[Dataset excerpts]
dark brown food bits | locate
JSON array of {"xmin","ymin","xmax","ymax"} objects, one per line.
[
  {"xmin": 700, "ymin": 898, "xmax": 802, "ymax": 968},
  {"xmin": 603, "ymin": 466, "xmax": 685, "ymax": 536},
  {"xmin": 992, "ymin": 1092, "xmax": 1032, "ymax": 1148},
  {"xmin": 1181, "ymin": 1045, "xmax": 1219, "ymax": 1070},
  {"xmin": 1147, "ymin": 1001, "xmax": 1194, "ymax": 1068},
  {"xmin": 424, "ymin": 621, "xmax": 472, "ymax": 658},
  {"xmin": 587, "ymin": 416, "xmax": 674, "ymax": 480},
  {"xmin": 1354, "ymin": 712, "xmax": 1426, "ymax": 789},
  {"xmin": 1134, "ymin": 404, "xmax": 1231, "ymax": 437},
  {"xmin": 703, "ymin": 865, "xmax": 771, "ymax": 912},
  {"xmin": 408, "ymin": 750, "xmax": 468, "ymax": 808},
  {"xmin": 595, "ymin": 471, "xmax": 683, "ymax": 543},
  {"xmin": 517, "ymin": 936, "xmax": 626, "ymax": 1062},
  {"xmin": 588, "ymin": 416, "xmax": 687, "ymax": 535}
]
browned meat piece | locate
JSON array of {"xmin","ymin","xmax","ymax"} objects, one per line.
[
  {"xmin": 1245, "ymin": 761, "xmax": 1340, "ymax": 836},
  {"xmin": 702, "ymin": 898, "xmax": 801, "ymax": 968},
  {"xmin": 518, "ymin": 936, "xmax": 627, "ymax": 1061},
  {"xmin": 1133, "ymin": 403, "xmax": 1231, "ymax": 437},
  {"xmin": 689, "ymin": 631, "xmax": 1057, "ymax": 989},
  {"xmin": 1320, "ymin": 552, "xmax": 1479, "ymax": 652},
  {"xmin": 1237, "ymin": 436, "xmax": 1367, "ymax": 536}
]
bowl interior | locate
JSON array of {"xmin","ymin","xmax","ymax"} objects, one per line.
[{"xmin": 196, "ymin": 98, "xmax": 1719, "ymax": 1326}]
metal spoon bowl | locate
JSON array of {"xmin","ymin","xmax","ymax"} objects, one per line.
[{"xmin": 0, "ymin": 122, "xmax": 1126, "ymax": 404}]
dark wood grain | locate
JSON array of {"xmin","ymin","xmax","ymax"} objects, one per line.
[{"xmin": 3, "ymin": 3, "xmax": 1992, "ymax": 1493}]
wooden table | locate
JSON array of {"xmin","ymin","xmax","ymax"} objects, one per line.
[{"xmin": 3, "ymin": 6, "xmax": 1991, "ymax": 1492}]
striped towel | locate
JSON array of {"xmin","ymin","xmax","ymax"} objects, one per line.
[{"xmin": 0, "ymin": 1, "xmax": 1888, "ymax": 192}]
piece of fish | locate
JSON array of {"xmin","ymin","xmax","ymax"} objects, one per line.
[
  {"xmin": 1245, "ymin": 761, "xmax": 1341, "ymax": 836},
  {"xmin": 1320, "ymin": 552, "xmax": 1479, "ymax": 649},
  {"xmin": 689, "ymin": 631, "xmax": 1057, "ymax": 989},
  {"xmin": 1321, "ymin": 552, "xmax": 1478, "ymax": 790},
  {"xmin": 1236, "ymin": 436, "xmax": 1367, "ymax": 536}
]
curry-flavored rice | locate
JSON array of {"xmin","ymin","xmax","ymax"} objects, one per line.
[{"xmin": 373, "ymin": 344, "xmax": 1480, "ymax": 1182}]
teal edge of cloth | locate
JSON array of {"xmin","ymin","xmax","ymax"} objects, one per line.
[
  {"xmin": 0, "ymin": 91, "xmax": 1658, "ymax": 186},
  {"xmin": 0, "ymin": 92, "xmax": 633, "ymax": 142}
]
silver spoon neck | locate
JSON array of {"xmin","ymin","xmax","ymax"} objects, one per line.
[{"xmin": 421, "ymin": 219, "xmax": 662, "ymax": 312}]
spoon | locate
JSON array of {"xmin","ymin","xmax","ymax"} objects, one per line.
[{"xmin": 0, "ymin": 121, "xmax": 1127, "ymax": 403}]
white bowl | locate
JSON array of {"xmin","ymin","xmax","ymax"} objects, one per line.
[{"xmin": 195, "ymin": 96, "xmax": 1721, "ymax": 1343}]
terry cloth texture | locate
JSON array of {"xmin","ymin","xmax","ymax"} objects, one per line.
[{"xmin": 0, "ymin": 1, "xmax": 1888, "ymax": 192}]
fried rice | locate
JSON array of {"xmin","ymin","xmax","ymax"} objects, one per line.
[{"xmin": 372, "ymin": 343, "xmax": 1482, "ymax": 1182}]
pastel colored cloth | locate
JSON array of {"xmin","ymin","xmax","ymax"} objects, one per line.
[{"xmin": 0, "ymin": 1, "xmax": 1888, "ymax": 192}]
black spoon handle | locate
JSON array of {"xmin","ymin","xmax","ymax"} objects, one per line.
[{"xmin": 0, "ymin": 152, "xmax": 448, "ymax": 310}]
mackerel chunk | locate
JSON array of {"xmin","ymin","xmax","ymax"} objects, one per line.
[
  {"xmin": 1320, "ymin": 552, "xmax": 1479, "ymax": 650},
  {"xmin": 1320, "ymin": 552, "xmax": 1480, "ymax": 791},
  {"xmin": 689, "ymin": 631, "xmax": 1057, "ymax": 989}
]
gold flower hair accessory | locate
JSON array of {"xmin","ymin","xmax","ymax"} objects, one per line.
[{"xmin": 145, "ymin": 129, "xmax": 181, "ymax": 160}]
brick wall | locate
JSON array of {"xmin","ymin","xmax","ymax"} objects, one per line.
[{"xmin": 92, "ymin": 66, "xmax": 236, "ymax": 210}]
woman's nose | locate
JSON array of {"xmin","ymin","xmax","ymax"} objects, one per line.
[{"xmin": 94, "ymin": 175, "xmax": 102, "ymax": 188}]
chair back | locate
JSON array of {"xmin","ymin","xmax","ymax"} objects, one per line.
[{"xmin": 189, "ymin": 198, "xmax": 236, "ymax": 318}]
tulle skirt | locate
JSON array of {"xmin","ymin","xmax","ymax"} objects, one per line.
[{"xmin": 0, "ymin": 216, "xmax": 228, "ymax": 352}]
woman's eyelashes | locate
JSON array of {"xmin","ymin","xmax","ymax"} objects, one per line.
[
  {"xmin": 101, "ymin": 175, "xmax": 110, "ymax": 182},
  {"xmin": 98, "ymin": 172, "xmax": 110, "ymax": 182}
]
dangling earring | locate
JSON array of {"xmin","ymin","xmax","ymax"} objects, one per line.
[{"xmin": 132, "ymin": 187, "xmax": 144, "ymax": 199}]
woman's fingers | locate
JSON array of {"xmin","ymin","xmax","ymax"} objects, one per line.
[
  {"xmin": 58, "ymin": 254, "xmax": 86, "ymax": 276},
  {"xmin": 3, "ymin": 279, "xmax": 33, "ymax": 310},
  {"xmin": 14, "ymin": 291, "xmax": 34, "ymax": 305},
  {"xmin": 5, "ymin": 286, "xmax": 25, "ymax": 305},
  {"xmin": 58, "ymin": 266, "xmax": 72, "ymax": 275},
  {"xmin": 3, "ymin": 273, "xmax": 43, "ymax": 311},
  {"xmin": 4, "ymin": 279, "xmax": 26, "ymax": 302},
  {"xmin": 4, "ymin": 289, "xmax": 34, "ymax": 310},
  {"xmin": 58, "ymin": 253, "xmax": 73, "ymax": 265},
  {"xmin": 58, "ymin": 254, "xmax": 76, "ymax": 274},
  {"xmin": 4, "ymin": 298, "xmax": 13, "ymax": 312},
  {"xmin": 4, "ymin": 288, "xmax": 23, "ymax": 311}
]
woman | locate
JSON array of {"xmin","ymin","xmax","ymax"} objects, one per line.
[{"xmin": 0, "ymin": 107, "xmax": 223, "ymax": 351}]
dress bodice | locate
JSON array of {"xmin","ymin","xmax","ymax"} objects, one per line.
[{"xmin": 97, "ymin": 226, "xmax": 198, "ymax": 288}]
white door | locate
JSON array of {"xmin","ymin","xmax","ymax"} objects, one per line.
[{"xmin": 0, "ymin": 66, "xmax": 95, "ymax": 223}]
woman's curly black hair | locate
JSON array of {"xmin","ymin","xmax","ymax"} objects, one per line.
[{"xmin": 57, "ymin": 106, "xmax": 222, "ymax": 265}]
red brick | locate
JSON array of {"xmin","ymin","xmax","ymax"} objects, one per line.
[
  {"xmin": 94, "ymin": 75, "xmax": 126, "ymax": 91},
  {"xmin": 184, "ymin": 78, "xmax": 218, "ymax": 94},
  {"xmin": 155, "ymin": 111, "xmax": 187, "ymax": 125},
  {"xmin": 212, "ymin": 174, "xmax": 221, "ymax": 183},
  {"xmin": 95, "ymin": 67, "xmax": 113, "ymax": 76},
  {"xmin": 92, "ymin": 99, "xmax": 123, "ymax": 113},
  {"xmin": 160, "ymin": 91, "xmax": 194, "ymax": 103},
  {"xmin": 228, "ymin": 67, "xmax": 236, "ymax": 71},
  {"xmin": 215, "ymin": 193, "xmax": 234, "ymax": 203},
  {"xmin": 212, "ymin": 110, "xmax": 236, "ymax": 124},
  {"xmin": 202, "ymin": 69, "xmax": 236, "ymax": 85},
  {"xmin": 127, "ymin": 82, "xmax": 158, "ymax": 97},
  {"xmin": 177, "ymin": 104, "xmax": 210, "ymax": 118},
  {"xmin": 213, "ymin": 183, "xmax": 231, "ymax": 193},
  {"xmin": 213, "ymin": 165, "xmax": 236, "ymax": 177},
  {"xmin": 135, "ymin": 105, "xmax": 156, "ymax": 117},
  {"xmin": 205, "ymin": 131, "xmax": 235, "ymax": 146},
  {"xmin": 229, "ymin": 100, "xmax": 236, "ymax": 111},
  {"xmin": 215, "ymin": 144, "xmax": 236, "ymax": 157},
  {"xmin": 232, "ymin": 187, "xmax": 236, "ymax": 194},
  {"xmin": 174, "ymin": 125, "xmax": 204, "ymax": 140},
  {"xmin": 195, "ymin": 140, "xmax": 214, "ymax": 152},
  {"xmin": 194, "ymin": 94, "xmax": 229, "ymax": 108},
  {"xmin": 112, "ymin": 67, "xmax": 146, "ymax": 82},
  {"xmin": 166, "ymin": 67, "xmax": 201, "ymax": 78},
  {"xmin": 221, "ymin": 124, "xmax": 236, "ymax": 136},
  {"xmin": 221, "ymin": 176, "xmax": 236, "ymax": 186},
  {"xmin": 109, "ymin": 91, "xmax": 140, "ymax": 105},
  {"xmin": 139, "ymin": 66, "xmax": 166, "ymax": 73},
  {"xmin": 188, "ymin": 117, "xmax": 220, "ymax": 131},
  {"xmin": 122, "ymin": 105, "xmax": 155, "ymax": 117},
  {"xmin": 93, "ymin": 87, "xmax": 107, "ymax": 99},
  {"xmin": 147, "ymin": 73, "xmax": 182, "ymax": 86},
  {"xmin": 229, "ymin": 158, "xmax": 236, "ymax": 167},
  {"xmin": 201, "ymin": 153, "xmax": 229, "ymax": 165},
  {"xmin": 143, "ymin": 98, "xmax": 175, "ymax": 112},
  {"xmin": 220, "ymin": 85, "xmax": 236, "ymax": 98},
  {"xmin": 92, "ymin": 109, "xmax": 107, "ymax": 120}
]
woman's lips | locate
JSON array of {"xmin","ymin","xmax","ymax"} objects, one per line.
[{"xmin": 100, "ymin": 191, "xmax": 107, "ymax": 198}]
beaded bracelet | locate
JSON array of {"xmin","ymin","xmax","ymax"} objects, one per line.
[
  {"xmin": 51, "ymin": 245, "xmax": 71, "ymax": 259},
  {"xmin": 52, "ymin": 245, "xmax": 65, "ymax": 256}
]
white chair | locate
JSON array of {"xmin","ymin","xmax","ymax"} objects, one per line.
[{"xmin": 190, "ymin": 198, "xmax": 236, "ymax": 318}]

_Problem statement_. Among the lines above, return those that contain the string "woman".

_Response box_.
woman's nose | locate
woman's eyelashes | locate
woman's fingers | locate
woman | locate
woman's curly black hair | locate
woman's lips | locate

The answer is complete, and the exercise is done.